PROMPT: Continue the passage on the Gertrude Stein salon at 27 rue de Fleurus, starting after its final sentence.

Gertrude Stein Salon

At 27 rue de Fleurus, near the Luxembourg Gardens, Gertrude Stein and Alice B. Toklas established one of the most important artistic and literary salons in twentieth century Paris. Beginning in the early 1900s, their apartment became a gathering place for the Parisian avant garde, its walls densely covered with works by Pablo Picasso, Henri Matisse, Pierre-Auguste Renoir, and other modern artists, leading the space to later be described as an early “museum of modern art.” Stein, who arrived in Paris with her brother Leo Stein, quickly became an influential patron and interlocutor within avant garde circles, while Toklas played a central role in sustaining the salon’s social and intellectual atmosphere.
By the 1920s, the Saturday evening gatherings attracted writers and artists including Ernest Hemingway, Ezra Pound, and Sinclair Lewis, many of whom Stein famously associated with the “Lost Generation.” Stein mentored younger writers and shaped artistic discourse through both her patronage and experimental literary style, while Toklas managed the domestic and social life of the salon, becoming equally renowned for her hospitality and culinary culture. Together, Stein and Toklas transformed rue de Fleurus into a major site of transatlantic artistic exchange in modern Paris.

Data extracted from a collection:
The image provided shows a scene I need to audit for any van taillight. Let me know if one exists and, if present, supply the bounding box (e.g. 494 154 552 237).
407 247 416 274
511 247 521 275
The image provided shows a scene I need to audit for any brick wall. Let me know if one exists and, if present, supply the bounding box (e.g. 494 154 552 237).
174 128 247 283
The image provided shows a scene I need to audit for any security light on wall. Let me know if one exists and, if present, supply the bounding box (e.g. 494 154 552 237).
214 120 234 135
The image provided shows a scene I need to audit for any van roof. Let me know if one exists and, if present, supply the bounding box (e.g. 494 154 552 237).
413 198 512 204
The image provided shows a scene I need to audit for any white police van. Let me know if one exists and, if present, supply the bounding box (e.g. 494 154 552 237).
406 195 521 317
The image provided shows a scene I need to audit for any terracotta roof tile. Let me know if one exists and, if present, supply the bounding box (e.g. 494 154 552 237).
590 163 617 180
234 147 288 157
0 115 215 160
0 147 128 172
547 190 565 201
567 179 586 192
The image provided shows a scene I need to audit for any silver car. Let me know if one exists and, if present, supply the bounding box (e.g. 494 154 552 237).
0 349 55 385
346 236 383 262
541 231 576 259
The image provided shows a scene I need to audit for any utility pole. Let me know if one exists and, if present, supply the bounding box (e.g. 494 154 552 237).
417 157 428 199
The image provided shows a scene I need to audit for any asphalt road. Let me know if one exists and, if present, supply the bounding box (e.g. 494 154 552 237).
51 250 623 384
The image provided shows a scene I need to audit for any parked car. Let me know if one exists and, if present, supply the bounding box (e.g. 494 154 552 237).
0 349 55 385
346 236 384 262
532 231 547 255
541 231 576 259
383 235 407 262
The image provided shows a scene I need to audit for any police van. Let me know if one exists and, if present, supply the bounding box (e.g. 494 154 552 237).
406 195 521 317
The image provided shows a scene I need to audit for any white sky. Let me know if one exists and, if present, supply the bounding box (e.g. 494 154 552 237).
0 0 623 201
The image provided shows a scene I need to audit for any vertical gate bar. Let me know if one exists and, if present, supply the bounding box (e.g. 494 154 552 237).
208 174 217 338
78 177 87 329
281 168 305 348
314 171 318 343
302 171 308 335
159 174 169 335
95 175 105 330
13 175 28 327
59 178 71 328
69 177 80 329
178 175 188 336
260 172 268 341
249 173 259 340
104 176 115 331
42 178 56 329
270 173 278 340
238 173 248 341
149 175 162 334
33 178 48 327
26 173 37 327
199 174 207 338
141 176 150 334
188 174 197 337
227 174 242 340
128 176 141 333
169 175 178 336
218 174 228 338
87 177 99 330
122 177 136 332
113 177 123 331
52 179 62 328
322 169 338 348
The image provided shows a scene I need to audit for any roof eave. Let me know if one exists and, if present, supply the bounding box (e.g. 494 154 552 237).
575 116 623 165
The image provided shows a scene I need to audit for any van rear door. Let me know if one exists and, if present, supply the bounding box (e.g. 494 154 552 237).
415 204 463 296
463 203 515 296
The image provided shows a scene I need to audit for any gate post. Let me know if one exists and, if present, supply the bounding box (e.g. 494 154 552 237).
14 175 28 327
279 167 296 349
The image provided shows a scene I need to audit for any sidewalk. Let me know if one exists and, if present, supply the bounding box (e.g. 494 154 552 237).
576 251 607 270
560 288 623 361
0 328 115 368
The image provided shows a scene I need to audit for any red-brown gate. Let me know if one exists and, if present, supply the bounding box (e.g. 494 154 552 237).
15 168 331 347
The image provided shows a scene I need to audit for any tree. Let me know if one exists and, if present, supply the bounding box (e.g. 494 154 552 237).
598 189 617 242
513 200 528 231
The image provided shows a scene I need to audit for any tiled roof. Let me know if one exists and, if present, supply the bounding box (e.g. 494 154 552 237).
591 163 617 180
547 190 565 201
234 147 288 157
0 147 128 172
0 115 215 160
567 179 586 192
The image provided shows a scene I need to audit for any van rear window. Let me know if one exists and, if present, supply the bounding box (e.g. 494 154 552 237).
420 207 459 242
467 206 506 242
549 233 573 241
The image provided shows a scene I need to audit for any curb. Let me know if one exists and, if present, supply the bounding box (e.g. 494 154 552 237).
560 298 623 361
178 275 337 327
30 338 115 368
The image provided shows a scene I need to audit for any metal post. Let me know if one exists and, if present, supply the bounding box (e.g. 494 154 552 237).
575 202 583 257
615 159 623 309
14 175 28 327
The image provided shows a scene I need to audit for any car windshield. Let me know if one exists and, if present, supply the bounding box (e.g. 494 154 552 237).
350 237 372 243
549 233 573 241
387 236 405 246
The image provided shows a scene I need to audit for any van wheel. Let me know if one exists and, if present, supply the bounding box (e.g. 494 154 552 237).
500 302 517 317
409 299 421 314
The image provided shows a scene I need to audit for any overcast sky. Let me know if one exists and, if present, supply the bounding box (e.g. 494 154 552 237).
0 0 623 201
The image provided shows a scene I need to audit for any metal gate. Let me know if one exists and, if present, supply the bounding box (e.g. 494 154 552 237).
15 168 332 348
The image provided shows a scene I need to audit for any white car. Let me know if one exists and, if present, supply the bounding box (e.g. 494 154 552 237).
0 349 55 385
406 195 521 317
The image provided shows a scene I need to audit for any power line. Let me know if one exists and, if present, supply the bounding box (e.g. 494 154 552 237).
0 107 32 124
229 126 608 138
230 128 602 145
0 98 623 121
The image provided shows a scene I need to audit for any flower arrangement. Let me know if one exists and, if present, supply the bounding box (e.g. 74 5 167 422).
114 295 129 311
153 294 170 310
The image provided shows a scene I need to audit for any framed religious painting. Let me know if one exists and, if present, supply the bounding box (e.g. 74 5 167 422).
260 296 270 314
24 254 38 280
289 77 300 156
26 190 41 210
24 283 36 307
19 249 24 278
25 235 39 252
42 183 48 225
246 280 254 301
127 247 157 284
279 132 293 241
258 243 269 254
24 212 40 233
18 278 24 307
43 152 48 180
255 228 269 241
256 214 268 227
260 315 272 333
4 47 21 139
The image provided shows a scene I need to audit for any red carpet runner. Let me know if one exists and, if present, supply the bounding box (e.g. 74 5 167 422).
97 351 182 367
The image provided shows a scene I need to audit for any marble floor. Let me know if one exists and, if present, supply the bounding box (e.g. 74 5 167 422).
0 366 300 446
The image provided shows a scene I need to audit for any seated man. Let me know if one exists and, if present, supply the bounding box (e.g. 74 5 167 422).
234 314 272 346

RESPONSE BOX:
The salon that reemerged after the war there attracted a different generation of visitors, among them young American G.I.s bringing manuscripts for Stein to read while gathering beneath the paintings that still covered the walls. Until Stein’s death in 1946, she and Toklas continued to receive these guests much as they had before the war, through conversation, hospitality, and introductions that sustained the intellectual and artistic spirit of the salon.